任务目标
请修改从含有“Query: silver sequined jacket”的那一行一直到条目结尾的这一段，把里面的“trousers”都换成“pants”，其他内容不动，然后把这几行重新写出来。

(已存条目)
:::

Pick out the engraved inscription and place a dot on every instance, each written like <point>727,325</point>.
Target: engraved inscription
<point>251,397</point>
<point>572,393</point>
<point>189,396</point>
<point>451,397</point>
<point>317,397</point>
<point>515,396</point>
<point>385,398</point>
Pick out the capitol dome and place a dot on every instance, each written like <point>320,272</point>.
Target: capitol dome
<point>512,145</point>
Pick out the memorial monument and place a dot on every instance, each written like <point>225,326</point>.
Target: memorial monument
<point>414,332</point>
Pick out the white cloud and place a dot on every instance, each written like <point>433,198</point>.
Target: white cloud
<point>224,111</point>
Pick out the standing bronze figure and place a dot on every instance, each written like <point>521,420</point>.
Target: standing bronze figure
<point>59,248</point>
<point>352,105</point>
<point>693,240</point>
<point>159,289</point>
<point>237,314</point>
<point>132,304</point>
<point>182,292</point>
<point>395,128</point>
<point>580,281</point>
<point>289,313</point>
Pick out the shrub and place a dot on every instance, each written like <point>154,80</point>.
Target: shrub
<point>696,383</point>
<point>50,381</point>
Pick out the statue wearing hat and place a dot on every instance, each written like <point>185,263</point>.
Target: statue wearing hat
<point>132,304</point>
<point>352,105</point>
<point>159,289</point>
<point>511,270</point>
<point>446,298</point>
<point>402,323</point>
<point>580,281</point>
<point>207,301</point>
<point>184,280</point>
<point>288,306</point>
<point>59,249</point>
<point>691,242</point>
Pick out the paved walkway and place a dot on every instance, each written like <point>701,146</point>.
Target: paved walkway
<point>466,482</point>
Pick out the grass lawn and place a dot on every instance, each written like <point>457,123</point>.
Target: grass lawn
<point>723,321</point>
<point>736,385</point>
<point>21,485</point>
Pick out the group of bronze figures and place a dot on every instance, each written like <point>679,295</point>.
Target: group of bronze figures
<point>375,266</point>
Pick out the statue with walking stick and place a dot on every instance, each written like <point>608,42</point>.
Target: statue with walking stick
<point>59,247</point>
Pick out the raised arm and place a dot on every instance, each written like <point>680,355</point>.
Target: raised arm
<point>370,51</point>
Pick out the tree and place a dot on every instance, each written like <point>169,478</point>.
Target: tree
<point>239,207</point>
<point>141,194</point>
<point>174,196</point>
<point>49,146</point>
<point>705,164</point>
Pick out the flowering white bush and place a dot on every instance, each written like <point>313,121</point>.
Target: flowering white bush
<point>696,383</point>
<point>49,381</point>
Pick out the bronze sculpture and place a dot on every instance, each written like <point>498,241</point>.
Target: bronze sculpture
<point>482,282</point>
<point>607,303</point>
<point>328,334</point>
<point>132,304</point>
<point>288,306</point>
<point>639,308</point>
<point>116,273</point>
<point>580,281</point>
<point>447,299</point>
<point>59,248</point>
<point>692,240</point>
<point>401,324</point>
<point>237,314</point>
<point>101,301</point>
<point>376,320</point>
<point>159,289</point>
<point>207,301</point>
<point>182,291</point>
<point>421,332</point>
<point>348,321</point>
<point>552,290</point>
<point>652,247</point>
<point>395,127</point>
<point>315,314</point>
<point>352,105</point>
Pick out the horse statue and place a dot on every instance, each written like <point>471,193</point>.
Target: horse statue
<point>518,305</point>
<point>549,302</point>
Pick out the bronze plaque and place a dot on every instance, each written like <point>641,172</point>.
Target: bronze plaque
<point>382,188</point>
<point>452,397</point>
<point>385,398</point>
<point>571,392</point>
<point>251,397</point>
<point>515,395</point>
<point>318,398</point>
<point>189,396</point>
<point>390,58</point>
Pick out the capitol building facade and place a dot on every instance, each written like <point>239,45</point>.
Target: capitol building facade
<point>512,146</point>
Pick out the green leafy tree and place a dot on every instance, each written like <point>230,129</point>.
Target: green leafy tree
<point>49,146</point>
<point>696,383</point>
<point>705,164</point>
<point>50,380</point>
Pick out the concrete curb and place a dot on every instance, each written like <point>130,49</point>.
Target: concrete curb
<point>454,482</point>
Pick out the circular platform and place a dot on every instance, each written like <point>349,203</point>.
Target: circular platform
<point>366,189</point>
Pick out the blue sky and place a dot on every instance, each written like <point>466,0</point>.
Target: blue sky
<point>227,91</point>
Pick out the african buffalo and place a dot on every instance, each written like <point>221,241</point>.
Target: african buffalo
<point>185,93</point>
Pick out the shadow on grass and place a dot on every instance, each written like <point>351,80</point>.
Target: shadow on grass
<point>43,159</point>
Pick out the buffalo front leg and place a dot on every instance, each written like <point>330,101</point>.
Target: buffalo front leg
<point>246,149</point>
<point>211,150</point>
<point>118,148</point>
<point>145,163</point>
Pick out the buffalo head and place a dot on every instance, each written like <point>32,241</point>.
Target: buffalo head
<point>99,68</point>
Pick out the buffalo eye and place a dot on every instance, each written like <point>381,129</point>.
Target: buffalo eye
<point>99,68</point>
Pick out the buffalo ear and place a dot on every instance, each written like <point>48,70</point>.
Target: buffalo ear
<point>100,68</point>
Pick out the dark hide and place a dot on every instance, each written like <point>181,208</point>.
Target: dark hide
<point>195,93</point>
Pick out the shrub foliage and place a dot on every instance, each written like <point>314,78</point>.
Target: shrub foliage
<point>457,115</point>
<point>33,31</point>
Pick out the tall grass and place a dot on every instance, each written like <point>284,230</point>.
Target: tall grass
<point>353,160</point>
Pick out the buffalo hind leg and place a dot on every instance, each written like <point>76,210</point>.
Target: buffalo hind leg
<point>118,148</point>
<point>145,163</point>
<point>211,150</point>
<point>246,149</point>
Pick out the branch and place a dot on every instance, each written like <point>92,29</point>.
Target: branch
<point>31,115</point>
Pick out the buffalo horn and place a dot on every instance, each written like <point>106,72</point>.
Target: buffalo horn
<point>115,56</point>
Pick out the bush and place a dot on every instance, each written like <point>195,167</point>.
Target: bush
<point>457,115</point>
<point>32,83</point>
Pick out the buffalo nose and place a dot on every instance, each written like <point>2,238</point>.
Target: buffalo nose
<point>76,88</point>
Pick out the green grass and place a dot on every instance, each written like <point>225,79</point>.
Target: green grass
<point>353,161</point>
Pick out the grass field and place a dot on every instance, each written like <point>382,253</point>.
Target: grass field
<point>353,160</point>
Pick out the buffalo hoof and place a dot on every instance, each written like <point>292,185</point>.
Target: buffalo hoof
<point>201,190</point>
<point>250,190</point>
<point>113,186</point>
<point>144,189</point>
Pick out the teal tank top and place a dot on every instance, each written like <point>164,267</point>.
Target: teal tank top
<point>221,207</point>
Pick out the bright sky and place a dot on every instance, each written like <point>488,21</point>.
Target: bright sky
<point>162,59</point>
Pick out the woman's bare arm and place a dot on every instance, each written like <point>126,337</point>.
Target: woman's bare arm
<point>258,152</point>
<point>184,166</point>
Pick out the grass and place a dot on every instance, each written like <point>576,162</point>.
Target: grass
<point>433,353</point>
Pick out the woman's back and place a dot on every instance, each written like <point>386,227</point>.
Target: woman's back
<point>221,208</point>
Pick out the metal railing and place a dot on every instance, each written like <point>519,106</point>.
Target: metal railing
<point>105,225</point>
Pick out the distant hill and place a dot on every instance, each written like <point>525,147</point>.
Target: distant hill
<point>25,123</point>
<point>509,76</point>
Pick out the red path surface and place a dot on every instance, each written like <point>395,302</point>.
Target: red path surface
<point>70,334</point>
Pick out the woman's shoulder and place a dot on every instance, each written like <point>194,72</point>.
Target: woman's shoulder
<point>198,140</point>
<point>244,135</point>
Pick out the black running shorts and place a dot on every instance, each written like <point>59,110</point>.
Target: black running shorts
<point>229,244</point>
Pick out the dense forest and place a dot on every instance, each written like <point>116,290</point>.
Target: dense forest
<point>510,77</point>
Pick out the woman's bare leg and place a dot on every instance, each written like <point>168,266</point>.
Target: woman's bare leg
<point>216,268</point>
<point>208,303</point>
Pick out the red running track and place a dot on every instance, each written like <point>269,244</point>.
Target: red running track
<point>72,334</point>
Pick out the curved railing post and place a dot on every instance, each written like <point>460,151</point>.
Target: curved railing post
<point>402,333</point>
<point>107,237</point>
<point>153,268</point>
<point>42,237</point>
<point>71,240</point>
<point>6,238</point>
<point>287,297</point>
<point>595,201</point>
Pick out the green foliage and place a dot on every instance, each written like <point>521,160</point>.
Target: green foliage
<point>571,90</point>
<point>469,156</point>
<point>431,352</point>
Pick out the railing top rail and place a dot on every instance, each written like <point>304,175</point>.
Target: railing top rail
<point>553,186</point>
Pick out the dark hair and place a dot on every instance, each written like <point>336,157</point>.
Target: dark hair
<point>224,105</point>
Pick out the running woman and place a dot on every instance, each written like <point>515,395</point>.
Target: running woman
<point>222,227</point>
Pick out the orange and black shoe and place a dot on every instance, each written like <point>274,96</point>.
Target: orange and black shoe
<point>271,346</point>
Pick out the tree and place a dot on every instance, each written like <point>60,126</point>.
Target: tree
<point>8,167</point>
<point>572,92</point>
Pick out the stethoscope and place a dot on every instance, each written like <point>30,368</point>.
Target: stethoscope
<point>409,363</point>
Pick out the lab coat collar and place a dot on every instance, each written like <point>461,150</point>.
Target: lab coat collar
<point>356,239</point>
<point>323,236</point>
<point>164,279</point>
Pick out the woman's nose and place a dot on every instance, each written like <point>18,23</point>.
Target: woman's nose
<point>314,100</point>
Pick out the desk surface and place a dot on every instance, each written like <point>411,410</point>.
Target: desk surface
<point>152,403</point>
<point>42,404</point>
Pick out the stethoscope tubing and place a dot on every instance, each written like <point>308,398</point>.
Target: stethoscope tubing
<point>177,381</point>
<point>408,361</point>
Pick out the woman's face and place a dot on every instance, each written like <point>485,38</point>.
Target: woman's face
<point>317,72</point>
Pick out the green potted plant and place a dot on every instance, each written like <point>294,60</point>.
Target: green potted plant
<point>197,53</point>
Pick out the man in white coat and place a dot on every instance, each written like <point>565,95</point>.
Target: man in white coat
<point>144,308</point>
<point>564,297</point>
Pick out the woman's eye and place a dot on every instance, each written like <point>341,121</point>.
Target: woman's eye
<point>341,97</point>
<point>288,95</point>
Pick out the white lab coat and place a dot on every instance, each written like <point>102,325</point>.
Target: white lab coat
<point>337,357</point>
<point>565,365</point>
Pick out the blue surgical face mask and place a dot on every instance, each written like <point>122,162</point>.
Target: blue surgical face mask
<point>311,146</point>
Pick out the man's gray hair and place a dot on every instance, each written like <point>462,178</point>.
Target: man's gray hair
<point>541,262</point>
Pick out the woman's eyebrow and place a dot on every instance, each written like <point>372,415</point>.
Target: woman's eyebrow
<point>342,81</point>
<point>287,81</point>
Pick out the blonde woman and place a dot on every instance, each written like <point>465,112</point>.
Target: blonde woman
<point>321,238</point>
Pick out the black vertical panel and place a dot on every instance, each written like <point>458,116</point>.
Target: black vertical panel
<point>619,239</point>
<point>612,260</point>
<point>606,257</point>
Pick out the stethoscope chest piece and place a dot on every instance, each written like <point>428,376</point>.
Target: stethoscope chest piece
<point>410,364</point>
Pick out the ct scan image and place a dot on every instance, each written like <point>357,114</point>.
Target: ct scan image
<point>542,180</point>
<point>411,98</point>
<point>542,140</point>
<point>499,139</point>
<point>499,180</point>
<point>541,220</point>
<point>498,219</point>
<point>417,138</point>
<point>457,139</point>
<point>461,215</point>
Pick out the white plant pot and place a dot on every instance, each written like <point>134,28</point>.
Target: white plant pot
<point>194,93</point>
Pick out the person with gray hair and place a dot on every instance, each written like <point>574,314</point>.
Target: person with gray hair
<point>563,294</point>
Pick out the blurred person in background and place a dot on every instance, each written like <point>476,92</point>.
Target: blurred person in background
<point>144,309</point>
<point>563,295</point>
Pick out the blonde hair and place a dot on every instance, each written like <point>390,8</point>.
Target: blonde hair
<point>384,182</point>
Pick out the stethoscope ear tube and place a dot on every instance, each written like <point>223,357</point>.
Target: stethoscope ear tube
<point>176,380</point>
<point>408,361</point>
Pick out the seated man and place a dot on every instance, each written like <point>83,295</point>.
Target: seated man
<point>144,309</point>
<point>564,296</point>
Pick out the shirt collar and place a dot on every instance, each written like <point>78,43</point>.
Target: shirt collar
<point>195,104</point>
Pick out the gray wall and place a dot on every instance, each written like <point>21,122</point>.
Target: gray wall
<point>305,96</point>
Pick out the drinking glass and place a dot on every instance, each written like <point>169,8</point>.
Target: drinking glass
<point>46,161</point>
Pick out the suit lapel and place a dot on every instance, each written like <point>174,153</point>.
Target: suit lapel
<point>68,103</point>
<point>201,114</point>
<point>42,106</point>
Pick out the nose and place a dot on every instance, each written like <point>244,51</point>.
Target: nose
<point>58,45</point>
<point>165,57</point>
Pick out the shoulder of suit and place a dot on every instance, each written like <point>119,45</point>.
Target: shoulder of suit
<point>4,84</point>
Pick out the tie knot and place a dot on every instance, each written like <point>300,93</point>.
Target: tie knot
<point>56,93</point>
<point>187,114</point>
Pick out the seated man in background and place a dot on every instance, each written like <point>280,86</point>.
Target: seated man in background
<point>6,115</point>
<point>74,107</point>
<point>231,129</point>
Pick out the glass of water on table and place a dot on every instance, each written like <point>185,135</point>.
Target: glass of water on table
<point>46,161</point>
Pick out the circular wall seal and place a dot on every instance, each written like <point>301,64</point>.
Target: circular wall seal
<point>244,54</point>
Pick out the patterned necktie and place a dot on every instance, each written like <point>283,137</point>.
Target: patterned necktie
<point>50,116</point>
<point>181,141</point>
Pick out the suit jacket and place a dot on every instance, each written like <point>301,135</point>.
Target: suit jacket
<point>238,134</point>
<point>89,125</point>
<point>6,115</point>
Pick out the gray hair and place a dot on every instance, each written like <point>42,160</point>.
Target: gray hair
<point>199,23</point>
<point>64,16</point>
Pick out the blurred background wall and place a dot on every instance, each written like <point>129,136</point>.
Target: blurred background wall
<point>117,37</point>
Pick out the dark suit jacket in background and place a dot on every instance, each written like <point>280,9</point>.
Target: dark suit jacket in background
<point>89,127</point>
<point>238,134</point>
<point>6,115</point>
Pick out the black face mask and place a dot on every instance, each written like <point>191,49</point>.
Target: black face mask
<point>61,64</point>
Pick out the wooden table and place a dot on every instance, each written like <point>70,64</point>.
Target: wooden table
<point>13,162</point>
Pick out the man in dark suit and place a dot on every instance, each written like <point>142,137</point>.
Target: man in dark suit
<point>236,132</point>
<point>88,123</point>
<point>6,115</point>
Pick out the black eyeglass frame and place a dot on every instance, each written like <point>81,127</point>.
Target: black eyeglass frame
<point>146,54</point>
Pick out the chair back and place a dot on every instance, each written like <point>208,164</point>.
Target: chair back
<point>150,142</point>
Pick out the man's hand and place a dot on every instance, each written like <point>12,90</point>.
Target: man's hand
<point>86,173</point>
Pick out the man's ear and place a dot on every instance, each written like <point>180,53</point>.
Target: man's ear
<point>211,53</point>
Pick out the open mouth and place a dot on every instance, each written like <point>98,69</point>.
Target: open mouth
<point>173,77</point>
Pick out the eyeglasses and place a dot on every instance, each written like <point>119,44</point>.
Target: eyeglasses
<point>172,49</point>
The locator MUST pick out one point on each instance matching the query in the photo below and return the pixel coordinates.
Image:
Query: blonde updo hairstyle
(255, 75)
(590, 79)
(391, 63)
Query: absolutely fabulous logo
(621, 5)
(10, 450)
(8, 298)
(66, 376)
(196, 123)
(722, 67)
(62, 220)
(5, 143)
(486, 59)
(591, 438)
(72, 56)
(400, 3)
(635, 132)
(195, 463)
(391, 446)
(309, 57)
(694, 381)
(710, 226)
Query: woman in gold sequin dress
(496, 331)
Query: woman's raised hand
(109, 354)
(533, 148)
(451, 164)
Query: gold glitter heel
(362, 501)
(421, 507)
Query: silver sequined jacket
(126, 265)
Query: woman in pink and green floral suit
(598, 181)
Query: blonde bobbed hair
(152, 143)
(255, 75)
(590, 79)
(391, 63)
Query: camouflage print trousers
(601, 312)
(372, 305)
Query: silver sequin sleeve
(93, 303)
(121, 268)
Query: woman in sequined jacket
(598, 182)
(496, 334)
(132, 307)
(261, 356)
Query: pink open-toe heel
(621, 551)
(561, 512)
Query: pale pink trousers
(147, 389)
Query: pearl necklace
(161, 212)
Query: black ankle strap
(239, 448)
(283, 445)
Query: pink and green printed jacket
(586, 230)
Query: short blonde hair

:::

答案如下
Query: silver sequined jacket
(126, 265)
Query: woman in pink and green floral suit
(598, 181)
Query: blonde bobbed hair
(152, 143)
(255, 75)
(590, 79)
(391, 63)
Query: camouflage print pants
(601, 312)
(372, 305)
Query: silver sequin sleeve
(93, 303)
(121, 268)
Query: woman in sequined jacket
(598, 182)
(496, 334)
(132, 307)
(261, 356)
Query: pink open-toe heel
(621, 551)
(561, 512)
Query: pale pink pants
(147, 389)
Query: pearl necklace
(161, 212)
Query: black ankle strap
(239, 448)
(283, 445)
Query: pink and green printed jacket
(586, 230)
Query: short blonde hair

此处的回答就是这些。